御朱印やかわいらしいお守りが目当ての神社巡りが趣味という人が増加中。神社はそれぞれに伝わる由来があり、街の歴史との関係も深い場所だ。神社からお散歩をスタートすると、何度も訪れている駅も、初めて降りる駅も、これまでとは違う景色が見えてきそう。
気分も晴れ晴れ、中央線から神社さんぽに出かけよう!
西八王子駅から徒歩約10分の閑静な住宅街にある日吉八王子神社は、八王子の地名と関係の深い神社と言われている。御祭神は土地の神・國狭槌尊(クニノサヅチノミコト)、山の神・大山咋尊(オオヤマクイノミコト)、八王子八柱神(ハチオウジヤハシラノカミ)、素戔嗚尊(スサノオノミコト)。この土地が豊かになるよう願う人々の気持ちに寄り添うかのように、五穀豊穣、商売繁盛のご利益があるとされている。アジサイの名所としても知られる神社で、日々を心豊かに過ごせるようにお祈りしてみては?

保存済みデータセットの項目
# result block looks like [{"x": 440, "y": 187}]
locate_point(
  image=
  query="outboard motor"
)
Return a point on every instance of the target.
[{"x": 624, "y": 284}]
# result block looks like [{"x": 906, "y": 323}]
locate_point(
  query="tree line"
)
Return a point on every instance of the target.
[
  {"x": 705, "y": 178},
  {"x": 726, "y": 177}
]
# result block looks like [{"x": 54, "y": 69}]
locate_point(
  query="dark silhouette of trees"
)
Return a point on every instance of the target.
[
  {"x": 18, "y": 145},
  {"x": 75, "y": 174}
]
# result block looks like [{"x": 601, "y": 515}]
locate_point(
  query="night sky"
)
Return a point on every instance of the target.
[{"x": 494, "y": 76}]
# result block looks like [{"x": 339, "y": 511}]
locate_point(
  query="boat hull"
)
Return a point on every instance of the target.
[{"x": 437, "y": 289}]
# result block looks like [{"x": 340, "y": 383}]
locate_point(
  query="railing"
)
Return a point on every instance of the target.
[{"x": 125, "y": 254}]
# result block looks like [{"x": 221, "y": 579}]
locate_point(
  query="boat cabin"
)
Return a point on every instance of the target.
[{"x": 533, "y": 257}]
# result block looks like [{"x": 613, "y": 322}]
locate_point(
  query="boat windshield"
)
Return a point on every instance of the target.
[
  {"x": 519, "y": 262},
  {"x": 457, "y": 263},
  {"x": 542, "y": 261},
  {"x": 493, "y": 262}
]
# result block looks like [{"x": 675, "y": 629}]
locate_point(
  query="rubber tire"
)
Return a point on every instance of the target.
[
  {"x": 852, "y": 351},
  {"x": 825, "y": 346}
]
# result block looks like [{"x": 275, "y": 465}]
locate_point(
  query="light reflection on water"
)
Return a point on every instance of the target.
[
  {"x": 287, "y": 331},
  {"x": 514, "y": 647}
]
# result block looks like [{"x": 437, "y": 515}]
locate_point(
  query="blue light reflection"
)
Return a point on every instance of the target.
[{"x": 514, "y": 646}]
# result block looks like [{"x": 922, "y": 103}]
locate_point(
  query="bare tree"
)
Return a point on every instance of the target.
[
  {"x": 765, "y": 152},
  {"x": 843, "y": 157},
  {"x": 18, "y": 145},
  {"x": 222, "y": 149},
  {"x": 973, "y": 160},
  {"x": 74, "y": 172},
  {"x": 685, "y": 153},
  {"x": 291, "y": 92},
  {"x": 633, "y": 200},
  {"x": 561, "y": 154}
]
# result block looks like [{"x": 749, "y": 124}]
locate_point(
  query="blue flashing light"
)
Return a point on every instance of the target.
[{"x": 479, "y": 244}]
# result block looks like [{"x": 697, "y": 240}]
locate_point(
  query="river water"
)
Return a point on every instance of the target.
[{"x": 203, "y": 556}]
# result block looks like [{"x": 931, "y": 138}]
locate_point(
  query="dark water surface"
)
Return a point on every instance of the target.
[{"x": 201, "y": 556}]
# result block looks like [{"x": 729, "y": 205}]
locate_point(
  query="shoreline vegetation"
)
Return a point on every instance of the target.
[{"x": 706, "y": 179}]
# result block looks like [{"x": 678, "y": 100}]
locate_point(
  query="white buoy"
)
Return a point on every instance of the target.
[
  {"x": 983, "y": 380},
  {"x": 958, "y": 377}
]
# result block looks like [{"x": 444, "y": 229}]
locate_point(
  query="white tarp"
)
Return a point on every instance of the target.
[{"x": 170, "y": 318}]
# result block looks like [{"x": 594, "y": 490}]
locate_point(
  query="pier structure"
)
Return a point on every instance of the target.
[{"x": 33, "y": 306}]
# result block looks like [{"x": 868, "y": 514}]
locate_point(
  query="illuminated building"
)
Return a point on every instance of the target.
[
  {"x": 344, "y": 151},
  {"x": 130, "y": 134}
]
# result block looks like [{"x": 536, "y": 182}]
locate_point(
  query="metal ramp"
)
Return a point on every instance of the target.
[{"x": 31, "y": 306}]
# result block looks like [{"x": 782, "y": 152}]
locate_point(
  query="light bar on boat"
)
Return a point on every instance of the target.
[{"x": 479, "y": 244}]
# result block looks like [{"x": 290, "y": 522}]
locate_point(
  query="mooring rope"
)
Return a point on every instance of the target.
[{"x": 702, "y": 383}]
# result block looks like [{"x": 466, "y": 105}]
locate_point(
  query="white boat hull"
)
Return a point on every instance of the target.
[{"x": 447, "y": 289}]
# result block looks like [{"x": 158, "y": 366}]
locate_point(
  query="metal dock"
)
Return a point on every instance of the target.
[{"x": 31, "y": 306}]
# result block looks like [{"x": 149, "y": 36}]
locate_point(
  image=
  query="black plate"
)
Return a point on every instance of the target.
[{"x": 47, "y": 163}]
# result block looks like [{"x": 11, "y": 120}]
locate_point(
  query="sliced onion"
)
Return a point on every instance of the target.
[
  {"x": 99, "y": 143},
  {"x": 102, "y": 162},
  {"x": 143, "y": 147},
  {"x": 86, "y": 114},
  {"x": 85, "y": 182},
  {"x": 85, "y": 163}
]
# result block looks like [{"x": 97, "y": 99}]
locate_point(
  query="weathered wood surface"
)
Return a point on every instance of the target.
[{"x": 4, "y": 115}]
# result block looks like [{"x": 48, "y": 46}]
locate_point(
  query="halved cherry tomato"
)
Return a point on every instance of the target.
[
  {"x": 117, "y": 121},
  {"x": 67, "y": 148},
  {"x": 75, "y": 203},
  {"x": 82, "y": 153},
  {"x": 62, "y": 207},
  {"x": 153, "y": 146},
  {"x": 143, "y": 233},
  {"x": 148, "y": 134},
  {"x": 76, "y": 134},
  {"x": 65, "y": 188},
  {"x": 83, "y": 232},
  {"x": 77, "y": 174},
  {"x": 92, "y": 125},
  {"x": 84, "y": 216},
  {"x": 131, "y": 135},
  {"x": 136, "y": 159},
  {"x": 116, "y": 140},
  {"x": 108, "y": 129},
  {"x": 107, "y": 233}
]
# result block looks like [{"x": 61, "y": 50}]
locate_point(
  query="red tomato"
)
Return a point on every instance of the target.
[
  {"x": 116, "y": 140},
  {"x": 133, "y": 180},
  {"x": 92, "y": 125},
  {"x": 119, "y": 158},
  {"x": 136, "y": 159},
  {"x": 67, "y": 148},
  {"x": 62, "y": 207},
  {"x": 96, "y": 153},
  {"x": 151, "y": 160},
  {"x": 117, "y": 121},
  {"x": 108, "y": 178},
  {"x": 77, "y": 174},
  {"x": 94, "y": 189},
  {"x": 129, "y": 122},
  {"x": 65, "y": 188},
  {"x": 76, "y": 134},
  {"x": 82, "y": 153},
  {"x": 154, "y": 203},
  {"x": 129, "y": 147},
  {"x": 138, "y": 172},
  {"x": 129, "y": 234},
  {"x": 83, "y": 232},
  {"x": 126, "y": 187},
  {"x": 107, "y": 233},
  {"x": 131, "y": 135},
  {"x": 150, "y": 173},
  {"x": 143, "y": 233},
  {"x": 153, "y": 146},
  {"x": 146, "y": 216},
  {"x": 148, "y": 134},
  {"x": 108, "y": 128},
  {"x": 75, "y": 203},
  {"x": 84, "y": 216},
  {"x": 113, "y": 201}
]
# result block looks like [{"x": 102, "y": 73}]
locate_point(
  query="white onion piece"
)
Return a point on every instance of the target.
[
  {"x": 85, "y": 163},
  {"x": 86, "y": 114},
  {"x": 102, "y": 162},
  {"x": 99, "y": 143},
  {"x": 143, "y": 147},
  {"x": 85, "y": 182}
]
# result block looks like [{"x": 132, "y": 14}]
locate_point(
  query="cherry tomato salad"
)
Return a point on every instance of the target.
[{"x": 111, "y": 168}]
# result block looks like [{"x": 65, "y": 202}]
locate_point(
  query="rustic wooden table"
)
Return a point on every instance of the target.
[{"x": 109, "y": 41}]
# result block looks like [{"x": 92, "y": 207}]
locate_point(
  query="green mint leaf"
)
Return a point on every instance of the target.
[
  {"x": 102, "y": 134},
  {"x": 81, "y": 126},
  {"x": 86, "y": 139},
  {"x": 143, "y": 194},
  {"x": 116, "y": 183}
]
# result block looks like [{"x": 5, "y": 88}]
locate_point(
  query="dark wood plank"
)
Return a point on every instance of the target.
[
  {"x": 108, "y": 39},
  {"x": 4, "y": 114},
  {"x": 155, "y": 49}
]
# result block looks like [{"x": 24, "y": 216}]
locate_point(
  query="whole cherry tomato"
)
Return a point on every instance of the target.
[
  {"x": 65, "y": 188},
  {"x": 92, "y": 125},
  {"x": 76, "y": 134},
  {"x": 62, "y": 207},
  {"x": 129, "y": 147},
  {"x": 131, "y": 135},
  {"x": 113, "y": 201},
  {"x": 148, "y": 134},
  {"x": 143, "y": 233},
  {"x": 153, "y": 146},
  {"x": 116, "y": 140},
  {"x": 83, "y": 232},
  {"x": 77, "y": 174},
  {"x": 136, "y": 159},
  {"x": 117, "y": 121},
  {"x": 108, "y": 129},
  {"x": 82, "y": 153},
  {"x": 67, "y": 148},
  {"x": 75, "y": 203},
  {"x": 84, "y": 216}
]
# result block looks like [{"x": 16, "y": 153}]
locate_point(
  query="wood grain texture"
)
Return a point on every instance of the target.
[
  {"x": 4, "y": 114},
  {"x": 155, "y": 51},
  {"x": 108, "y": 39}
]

▸ 設問
[1] 本文について、次の問いに答えなさい。
(a) 日吉八王子神社は、西八王子駅から徒歩約何分のところにありますか。
(b) 日吉八王子神社の御祭神のうち、山の神とされているのはどの神ですか。
(c) 日吉八王子神社は、何の名所として知られていますか。
[2] 本文の「気分も晴れ晴れ、中央線から神社さんぽに出かけよう!」から「せるようにお祈りしてみては?」までを、一字も変えずにすべて書き写しなさい。
[3] 本文では、神社から散歩を始めるとどのような景色が見えてきそうだと述べていますか。そう述べる根拠も含めて、1〜3文で説明しなさい。

▸ 解答
[1]
(a) 約10分
(b) 大山咋尊(オオヤマクイノミコト)
(c) アジサイ

[2]
気分も晴れ晴れ、中央線から神社さんぽに出かけよう!
西八王子駅から徒歩約10分の閑静な住宅街にある日吉八王子神社は、八王子の地名と関係の深い神社と言われている。御祭神は土地の神・國狭槌尊(クニノサヅチノミコト)、山の神・大山咋尊(オオヤマクイノミコト)、八王子八柱神(ハチオウジヤハシラノカミ)、素戔嗚尊(スサノオノミコト)。この土地が豊かになるよう願う人々の気持ちに寄り添うかのように、五穀豊穣、商売繁盛のご利益があるとされている。アジサイの名所としても知られる神社で、日々を心豊かに過ごせるようにお祈りしてみては?

[3] 神社にはそれぞれに伝わる由来があり、街の歴史とも深く関わっています。そのため、神社から散歩を始めると、何度も訪れている駅でも初めて降りる駅でも、これまでとは違う景色が見えてきそうだと述べています。